What is expected.
From the line containing "Target: man's hand" to the last line of the records, reproduce every line exactly and print nothing else.

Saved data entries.
===
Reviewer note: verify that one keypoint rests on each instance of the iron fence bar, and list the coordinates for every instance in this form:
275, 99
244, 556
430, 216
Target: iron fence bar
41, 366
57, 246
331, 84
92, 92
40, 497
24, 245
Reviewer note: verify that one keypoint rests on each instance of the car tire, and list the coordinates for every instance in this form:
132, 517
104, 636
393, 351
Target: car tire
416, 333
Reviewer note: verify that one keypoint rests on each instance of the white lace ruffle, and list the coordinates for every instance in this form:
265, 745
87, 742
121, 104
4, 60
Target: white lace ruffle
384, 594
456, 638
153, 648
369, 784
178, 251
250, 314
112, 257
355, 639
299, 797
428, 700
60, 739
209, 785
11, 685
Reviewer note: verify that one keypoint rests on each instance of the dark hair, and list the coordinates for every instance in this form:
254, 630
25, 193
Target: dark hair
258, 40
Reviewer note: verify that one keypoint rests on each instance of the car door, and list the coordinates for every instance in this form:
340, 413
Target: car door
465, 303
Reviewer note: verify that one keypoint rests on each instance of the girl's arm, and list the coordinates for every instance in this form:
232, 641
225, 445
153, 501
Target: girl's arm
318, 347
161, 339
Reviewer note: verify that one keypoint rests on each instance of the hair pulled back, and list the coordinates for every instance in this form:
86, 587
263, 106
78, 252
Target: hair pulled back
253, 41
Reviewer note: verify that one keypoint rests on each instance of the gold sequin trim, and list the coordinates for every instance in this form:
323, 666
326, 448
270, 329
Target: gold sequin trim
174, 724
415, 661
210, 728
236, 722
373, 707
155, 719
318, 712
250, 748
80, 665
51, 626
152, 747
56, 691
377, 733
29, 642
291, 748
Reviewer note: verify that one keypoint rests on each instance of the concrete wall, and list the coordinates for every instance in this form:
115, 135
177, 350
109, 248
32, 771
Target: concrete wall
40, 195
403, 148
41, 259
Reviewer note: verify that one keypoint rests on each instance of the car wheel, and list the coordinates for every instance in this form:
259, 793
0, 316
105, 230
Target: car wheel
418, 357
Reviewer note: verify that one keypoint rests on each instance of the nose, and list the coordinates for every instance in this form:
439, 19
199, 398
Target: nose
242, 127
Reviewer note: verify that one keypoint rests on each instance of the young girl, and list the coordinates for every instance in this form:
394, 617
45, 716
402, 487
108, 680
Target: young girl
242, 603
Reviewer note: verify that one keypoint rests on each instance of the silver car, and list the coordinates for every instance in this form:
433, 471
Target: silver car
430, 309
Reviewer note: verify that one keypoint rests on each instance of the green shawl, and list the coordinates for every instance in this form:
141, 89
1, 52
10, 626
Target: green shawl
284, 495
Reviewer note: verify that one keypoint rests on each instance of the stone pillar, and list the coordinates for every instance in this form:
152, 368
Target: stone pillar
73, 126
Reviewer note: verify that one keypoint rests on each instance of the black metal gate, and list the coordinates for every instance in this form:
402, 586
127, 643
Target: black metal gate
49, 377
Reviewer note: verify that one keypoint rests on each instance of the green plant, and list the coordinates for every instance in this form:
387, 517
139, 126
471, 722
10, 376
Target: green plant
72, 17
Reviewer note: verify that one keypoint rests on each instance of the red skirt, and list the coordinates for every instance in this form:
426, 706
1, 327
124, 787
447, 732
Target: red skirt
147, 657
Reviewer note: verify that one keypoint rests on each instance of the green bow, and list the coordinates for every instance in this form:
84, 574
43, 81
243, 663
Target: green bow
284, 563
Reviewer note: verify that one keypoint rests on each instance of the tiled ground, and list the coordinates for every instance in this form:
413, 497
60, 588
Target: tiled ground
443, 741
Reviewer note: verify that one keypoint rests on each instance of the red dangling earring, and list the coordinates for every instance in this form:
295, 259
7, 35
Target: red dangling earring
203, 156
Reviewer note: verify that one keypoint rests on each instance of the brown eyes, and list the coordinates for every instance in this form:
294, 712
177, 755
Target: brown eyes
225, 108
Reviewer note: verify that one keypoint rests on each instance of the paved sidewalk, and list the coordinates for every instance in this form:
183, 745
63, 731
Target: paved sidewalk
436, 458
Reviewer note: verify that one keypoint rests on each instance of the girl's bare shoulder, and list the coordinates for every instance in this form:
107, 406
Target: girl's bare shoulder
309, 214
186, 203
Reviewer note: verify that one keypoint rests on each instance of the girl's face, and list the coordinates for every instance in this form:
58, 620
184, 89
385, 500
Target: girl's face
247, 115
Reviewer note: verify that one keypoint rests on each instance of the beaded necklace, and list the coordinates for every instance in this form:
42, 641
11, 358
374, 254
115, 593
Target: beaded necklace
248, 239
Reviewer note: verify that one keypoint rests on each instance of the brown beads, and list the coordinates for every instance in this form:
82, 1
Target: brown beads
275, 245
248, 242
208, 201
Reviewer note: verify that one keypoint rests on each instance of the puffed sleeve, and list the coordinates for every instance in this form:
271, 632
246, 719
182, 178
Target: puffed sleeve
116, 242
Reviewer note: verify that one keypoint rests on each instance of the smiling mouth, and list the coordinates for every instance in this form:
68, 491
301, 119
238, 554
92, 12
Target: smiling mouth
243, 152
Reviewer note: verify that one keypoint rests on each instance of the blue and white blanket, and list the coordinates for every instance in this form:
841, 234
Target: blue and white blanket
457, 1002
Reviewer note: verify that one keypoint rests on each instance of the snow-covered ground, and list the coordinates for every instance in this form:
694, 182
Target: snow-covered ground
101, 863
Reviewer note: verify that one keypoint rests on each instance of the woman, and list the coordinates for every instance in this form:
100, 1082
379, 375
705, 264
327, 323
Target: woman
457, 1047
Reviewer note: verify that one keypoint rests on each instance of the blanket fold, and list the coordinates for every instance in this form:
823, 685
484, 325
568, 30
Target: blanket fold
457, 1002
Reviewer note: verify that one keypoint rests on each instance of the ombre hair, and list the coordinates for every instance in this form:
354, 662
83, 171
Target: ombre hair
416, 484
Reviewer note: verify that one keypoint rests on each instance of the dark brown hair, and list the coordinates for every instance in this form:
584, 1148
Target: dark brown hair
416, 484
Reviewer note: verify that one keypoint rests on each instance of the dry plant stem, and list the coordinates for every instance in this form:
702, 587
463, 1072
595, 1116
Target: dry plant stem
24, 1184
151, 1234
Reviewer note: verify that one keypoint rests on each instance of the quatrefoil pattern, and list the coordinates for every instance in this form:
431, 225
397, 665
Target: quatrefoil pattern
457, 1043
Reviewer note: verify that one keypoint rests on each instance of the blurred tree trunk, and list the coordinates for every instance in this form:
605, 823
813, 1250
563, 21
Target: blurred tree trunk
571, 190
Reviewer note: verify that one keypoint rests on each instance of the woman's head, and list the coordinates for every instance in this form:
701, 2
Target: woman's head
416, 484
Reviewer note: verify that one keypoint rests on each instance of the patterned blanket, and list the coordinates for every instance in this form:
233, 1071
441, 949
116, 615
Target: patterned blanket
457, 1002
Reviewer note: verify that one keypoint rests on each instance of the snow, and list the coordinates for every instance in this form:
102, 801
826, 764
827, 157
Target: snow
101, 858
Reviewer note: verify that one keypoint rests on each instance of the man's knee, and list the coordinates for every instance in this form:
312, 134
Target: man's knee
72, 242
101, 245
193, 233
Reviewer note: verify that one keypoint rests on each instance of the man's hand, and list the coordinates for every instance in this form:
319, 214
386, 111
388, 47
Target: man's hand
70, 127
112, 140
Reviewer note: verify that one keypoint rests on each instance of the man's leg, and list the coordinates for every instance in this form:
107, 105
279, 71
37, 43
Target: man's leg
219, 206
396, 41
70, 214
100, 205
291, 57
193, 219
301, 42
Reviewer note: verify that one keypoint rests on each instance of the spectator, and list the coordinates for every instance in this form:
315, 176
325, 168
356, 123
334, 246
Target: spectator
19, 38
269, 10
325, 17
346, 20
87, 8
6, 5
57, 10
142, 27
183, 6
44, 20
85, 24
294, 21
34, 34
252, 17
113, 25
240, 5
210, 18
===
Exercise solution.
Target: man's hand
70, 127
112, 140
Reviewer note: verify that one keypoint rests on each instance of the man's leg, and list the coordinates for every instance in this form:
107, 105
279, 71
37, 43
Target: man's leg
219, 206
396, 41
70, 214
100, 205
291, 57
193, 219
301, 42
Reviewer note: verify that one keypoint rests on each instance of the spectator, and list the coordinates for every instance in this form:
315, 176
325, 168
356, 123
334, 246
Target: spectator
19, 38
269, 10
325, 17
346, 20
87, 8
6, 5
57, 10
142, 27
183, 6
44, 20
85, 24
294, 21
34, 34
252, 17
113, 25
240, 5
210, 18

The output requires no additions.